* **Task goal**: For this exercise, write out exactly the lines from the line containing "Target: leafy green vegetable" through the last line of the records, and no other lines.

* **Dataset excerpts**:
==================================================

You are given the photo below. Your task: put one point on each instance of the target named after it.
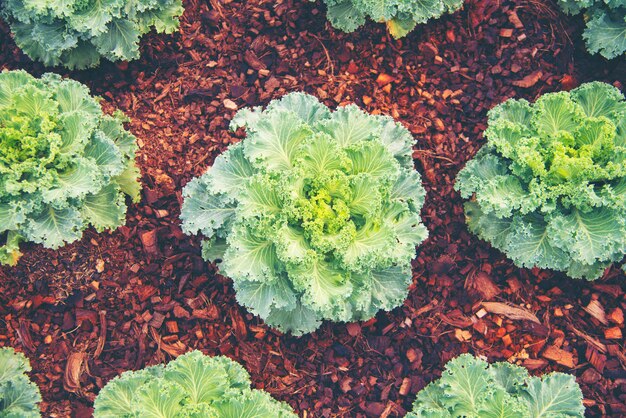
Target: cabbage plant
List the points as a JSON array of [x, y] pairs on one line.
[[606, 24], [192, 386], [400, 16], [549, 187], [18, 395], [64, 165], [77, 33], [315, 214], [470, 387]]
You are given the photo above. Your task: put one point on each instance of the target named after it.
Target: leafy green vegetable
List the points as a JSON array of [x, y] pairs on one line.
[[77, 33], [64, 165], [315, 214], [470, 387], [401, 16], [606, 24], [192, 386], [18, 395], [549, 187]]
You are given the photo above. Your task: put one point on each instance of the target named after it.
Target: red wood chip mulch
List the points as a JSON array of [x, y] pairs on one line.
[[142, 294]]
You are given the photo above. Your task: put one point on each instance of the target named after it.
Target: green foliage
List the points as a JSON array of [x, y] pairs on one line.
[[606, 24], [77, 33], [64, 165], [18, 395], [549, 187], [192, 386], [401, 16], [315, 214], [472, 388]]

==================================================

* **Answer below**:
Target: leafy green vegetable
List the points as a JSON array of [x, y] pairs on one line.
[[77, 33], [64, 165], [315, 214], [470, 387], [401, 16], [606, 24], [192, 386], [18, 395], [549, 187]]
You are given the photo above. Your task: put one point on each instance of the target named after it.
Target: red wood chip mulch
List the points as a JSON array of [x, y] pairs on one line.
[[142, 294]]
You are given the photo above. Your task: put one point on each instance of the target named after it.
Target: green foliage
List the points as a JSON array of [x, y] pairs on one line.
[[606, 24], [77, 33], [64, 165], [18, 395], [549, 187], [192, 386], [401, 16], [315, 214], [472, 388]]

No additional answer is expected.